### Brano del documento
· · · ·

LA CORTE SUPREMA DI CASSAZIONE

SEZIONE SESTA CIVILE

SOTTOSEZIONE 3

Composta dagli Ill.mi Sigg.ri Magistrati:

Dott. AMENDOLA Adelaide – Presidente –

Dott. FRASCA Raffaele – Consigliere –

Dott. SESTINI Danilo – Consigliere –

Dott. SCODITTI Enrico – rel. Consigliere –

Dott. RUBINO Lina – Consigliere –

ha pronunciato la seguente:

ORDINANZA

sul ricorso 28438-2015 proposto da:

CENTRO SANTA LUCIA S.R.L., in persona del legale rappresentante pro

tempore, elettivamente domiciliata in ROMA, VIA COSTANTINO MORIN 45,

presso lo studio dell’avvocato MAURIZIO SCUDERI, che la rappresenta

e difende giusta procura speciale in calce al ricorso;

– ricorrente –

contro

ASL (OMISSIS) AVEZZANO – SULMONA, P.IVA (OMISSIS), in persona del

Direttore generale e legale rappresentante pro tempore,

elettivamente domiciliata in ROMA, VIA A. VESAI. 10 N. 22, presso lo

studio dell’avvocato ALFRI IRTI, rappresentata e difesa

dall’avvocato RENATA ANGELINI giusta procura a margine del

controricorso;

– controricorrente –

avverso la sentenza n. 874/2015 della CORTV D’APPELLO di L’AQUILA,

emessa il 24/06/2015 e depositata il 30/06/2015;

udita la relazione della causa svolta nella camera di consiglio del

13/12/2016 dal Consigliere Relatore Dott. ENRICO SCODITTI.

· · · ·

### Insieme di dati
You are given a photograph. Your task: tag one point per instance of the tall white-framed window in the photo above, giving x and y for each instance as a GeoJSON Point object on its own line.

· · · ·

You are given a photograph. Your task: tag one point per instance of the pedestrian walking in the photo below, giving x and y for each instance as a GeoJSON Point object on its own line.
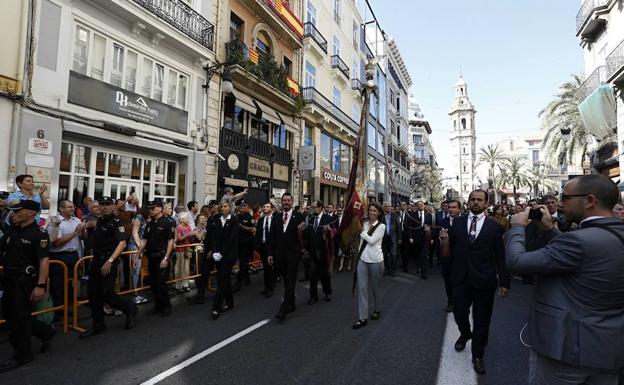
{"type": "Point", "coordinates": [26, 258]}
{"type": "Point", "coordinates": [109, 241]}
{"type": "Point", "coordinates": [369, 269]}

· · · ·

### Esercizi
A. Stabilisci se ciascuna delle seguenti affermazioni concorda con il brano del documento. Rispondi sì o no e cita le parole del brano che lo decidono.
(i) Adelaide Amendola presiede il collegio.
(ii) La relazione della causa è stata svolta dal consigliere Raffaele Frasca.
(iii) La sentenza impugnata è stata depositata il 24/06/2015.
B. In base al brano del documento, spiega in una o due frasi a quale titolo l'avvocato Renata Angelini rappresenta e difende l'ASL.
C. Rispondi alle seguenti domande sul brano del documento.
(i) Qual è il numero del ricorso?
(ii) In quale data si è tenuta la camera di consiglio?
(iii) Quale ruolo ha nel giudizio il Centro Santa Lucia S.r.l.?
I record sono materiale a sé stante, distinto dal brano del documento.

### Soluzioni
A.
(i) Sì: "Dott. AMENDOLA Adelaide – Presidente –".
(ii) No: "dal Consigliere Relatore Dott. ENRICO SCODITTI".
(iii) No: "emessa il 24/06/2015 e depositata il 30/06/2015".

B. L'avvocato Renata Angelini rappresenta e difende l'ASL in forza di una procura. Secondo il brano, si tratta della "procura a margine del controricorso".

C.
(i) 28438-2015.
(ii) Il 13/12/2016.
(iii) È la ricorrente.